* **Job**
Please list every line in the items below that contains the string "leaf", copying each one in full. Case counts.

+++ Given data +++

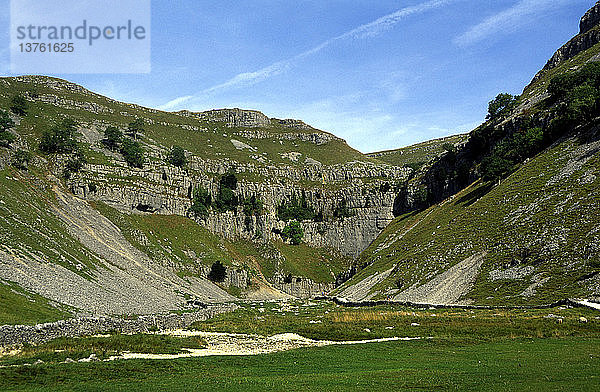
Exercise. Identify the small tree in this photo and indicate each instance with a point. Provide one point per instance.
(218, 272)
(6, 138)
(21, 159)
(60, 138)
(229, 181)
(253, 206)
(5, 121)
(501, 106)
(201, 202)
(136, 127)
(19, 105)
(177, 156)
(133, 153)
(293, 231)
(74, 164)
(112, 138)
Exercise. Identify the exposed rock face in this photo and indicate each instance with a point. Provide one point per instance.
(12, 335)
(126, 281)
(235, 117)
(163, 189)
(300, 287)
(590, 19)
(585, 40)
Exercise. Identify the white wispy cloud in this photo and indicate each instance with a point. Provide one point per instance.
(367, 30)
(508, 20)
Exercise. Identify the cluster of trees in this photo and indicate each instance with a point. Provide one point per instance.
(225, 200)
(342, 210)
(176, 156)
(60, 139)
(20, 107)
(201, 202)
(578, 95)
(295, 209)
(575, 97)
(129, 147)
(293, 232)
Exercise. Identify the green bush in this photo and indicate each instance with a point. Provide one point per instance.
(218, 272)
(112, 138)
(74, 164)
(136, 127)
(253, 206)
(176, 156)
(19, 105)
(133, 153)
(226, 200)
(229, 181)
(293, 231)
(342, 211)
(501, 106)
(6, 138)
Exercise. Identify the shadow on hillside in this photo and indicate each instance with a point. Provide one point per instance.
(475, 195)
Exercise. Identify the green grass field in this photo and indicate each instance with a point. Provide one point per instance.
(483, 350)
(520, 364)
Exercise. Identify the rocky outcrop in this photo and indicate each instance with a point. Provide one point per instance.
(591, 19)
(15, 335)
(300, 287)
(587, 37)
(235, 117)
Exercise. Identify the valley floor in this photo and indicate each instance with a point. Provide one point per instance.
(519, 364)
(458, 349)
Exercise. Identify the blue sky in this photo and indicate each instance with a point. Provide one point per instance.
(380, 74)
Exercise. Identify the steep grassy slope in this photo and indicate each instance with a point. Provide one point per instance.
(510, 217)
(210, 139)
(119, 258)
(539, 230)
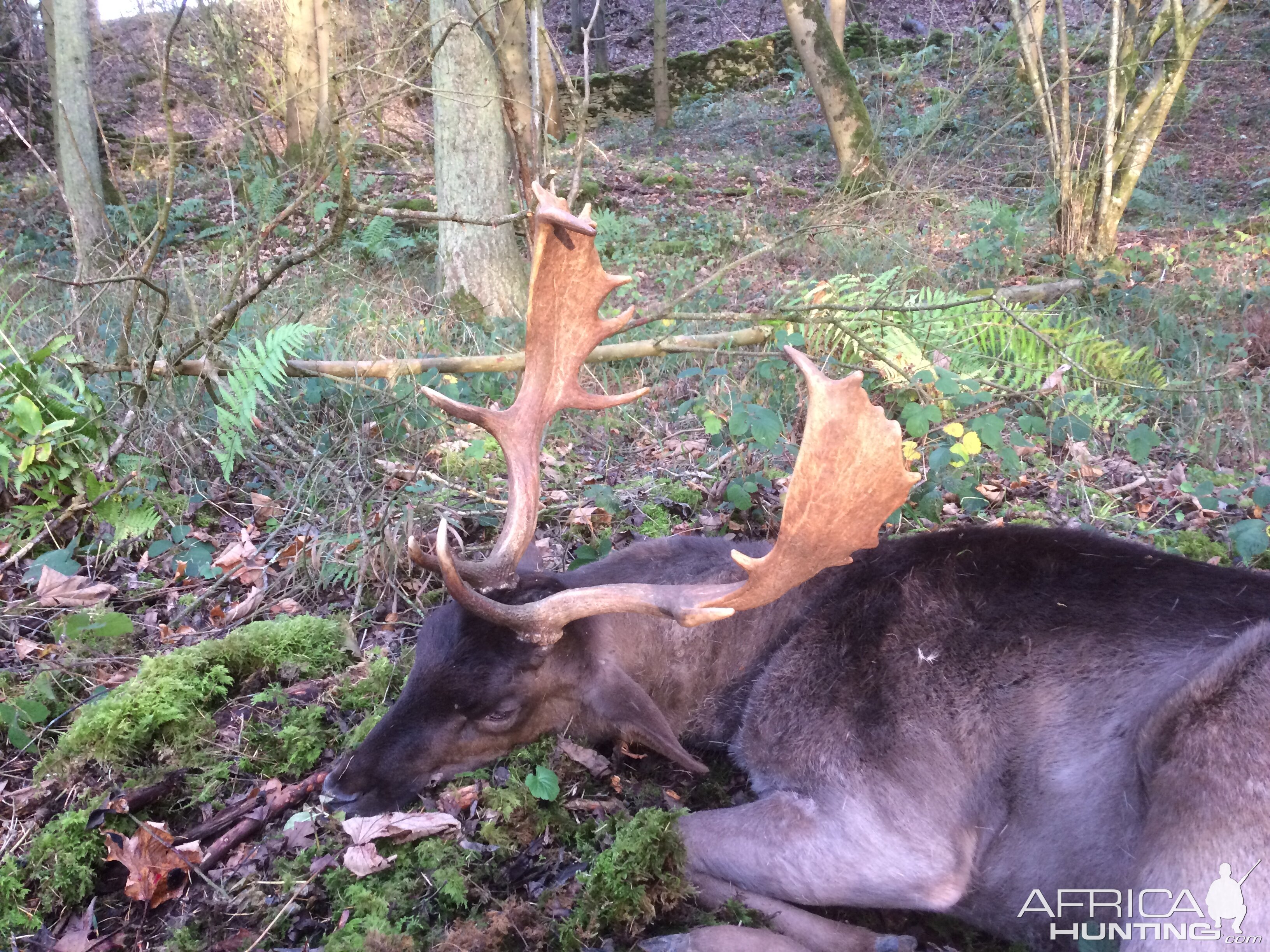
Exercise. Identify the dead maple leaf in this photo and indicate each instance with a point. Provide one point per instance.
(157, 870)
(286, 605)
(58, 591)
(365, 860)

+++
+++ Given data +++

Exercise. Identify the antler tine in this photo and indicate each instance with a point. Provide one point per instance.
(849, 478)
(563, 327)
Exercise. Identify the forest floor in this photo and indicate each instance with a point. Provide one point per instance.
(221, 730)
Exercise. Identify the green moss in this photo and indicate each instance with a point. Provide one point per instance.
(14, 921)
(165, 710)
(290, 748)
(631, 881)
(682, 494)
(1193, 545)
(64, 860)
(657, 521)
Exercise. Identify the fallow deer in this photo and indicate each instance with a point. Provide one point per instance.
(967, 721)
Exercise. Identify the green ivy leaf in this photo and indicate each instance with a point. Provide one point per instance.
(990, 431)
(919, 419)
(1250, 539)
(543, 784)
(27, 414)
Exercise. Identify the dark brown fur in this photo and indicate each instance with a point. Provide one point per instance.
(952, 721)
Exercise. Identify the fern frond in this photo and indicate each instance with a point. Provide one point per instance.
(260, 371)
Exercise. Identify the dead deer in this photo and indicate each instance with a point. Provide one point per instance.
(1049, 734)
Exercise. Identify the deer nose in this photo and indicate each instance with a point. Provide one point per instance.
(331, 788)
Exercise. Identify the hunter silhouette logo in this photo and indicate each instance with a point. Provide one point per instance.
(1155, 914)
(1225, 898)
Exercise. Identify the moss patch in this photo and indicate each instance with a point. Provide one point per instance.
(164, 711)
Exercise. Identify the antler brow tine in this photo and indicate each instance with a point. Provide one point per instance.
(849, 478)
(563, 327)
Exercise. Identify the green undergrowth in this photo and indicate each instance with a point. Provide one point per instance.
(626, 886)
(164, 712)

+++

* **Answer to this exercise**
Exercise. Identify the dead maple leaf in this photo and indicate each instance with a point. Provide one point per instance.
Exercise. Identify the green ivy leaf in this photo and indicate each instance with a point. Provide one point per instance.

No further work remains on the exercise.